◆ **Goal of the exercise**
Select every line of the items below that contains the word "hedgehog", and copy each such line. Case counts.

---------- Provided records ----------

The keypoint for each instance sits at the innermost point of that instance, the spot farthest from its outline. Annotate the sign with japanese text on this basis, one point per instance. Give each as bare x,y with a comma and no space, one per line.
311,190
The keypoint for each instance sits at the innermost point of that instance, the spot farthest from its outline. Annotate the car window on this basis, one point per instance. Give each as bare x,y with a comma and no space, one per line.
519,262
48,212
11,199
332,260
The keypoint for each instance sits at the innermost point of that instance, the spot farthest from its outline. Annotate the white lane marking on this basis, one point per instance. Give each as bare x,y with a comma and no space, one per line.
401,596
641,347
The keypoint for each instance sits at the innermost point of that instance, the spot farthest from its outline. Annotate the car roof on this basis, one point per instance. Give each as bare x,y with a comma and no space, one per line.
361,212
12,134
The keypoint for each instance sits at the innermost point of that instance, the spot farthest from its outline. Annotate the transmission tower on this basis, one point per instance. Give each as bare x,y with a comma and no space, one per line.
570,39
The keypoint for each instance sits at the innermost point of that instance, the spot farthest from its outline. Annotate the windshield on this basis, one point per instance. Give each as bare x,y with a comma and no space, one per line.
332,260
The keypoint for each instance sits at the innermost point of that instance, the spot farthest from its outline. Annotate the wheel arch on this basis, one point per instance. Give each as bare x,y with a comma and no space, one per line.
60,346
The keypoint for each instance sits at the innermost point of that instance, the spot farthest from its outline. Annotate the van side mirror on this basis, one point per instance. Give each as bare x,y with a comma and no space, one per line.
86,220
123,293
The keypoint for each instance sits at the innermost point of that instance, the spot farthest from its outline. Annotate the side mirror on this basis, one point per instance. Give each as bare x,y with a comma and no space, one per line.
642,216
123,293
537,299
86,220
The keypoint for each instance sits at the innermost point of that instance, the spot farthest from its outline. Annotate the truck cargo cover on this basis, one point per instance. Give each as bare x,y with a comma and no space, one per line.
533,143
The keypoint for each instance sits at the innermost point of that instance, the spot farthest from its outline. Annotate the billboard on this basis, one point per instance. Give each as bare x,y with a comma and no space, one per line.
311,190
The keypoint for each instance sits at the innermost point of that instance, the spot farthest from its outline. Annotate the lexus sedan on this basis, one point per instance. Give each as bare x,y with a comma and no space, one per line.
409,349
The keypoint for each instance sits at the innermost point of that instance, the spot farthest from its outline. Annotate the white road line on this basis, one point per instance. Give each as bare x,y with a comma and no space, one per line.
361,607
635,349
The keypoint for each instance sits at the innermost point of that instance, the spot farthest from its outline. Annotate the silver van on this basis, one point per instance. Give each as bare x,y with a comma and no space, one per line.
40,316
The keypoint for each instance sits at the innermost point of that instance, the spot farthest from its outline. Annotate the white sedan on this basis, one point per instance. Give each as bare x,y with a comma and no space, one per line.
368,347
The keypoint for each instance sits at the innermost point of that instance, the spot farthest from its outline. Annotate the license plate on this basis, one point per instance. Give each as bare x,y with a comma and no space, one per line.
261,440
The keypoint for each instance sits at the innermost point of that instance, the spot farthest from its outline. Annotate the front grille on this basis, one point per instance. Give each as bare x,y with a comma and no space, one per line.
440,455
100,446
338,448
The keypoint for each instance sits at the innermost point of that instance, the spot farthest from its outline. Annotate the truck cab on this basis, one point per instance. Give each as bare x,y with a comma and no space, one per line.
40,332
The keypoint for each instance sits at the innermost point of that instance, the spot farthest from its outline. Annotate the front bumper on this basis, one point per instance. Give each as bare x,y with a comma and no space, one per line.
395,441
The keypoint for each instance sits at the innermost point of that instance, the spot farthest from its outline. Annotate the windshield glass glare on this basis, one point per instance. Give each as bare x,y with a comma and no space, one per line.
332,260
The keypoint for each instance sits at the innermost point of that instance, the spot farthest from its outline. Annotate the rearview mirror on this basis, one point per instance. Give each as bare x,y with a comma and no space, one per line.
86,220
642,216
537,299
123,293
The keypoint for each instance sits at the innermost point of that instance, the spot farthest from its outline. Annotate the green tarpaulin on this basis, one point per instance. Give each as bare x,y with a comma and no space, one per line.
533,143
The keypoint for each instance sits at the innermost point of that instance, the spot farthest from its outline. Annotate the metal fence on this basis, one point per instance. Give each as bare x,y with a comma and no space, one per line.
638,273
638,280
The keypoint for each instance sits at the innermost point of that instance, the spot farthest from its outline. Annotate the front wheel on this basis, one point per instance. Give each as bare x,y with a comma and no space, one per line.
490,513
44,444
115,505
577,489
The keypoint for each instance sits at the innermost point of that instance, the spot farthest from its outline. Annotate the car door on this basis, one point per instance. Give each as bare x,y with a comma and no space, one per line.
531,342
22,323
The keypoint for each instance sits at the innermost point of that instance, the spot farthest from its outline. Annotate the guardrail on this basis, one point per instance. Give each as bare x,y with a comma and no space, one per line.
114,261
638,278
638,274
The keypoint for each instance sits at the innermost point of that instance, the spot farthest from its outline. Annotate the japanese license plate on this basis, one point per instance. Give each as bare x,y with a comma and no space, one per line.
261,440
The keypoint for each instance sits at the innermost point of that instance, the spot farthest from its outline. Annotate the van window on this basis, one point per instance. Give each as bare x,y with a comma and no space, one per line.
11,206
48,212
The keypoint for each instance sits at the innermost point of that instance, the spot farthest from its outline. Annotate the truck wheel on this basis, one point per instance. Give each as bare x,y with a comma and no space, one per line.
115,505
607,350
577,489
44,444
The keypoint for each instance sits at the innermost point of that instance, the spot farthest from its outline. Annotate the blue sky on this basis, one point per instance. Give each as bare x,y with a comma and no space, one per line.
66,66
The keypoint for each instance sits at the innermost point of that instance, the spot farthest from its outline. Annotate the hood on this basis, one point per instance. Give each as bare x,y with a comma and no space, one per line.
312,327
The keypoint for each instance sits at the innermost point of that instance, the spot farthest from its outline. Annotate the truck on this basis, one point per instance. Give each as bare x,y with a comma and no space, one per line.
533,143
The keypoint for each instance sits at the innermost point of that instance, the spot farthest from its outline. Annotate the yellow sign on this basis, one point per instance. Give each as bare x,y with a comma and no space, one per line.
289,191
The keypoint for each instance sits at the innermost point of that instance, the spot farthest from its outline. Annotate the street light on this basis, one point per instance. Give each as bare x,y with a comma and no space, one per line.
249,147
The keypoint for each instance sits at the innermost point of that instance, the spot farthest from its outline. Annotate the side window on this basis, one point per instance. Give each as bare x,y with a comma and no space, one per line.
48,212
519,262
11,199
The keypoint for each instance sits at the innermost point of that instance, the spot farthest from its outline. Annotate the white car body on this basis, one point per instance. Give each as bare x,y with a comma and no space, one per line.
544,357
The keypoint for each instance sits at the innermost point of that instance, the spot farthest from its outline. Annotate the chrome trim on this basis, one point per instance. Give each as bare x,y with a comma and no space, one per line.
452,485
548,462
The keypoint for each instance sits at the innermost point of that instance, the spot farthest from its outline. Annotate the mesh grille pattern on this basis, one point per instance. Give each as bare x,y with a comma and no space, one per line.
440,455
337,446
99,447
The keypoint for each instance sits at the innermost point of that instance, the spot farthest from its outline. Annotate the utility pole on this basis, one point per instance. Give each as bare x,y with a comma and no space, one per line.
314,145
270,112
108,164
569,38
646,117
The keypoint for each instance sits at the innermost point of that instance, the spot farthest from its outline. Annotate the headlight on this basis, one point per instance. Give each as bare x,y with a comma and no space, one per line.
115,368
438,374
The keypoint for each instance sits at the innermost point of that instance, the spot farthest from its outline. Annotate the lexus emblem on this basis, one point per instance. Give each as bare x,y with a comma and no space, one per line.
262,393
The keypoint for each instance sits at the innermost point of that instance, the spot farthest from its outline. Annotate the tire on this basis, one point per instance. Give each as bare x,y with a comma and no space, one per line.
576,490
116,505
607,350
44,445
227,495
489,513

----------
---------- Provided records ----------

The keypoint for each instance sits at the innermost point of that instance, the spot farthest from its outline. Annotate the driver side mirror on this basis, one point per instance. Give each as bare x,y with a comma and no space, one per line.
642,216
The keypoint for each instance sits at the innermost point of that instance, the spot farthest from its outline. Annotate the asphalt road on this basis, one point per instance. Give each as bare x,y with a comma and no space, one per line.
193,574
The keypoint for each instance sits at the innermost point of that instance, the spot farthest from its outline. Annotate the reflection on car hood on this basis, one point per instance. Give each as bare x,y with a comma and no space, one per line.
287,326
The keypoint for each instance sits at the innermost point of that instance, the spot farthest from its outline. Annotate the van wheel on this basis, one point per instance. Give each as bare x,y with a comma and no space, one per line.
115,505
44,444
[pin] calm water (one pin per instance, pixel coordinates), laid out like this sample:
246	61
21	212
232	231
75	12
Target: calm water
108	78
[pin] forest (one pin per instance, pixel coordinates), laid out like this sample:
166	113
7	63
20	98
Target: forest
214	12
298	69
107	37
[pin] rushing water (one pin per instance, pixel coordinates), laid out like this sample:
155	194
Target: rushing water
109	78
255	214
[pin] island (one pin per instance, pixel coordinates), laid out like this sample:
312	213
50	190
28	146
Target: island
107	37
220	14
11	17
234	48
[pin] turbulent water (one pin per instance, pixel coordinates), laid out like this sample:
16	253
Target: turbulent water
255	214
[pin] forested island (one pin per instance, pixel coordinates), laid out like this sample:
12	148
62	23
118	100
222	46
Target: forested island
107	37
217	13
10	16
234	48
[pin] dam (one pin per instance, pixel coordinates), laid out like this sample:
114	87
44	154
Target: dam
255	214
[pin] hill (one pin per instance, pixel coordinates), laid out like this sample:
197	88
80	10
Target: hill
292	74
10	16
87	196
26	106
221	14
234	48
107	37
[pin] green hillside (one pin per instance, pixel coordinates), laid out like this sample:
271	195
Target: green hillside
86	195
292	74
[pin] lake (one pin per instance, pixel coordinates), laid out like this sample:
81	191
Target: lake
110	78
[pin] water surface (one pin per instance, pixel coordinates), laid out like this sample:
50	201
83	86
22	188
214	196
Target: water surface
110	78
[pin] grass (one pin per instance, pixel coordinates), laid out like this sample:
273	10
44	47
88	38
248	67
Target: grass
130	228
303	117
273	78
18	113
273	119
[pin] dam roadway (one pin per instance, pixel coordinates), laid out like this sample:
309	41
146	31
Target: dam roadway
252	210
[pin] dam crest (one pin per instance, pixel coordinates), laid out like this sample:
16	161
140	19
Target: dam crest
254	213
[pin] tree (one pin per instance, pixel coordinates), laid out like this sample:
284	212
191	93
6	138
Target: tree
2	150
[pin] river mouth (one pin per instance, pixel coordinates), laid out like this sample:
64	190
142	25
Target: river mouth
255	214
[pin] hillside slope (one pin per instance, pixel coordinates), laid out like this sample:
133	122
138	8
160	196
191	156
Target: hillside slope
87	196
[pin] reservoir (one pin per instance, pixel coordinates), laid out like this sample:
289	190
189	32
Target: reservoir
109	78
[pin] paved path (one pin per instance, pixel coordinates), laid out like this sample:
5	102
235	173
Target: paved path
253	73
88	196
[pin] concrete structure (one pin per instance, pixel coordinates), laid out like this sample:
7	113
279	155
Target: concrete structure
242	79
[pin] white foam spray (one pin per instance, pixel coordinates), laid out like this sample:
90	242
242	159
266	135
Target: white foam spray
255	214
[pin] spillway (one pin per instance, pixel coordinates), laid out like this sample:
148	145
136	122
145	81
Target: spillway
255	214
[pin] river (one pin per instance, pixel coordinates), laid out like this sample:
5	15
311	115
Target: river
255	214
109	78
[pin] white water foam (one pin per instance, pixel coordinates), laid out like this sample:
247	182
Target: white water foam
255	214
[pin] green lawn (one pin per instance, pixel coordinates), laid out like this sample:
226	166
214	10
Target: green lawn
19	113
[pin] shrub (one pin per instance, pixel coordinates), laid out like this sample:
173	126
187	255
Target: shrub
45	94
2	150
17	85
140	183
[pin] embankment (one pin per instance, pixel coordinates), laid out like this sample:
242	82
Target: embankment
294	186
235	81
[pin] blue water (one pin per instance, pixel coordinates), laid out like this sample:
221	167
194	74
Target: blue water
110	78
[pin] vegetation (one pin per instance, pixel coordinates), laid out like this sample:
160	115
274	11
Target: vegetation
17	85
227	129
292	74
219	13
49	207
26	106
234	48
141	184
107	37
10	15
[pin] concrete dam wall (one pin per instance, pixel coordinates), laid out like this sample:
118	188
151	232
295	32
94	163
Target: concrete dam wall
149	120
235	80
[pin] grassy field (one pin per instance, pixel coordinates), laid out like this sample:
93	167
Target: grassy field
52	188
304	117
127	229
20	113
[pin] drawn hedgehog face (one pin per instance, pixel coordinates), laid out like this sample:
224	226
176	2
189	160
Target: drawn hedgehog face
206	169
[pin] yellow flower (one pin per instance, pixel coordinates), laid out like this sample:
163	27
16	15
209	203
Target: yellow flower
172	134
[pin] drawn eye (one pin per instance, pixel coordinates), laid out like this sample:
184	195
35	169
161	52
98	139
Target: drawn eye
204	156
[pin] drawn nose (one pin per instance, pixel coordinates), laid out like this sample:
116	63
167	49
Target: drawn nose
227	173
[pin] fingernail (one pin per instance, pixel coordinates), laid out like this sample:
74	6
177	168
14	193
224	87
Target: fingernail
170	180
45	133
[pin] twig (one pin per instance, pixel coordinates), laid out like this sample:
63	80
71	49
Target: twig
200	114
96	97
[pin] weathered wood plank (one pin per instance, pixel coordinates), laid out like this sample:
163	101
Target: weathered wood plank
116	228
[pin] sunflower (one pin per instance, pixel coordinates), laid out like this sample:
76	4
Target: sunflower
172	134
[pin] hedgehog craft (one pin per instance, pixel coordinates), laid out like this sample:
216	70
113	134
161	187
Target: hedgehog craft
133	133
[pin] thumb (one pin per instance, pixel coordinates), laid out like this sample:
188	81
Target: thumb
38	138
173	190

----------

◆ **Answer to the problem**
[pin] drawn hedgehog face (one pin per instance, pixel coordinates), laid out like this sample:
Target: drawn hedgehog face
[pin] hedgehog craft (one pin per instance, pixel coordinates), laid out like this sample:
Target: hedgehog craft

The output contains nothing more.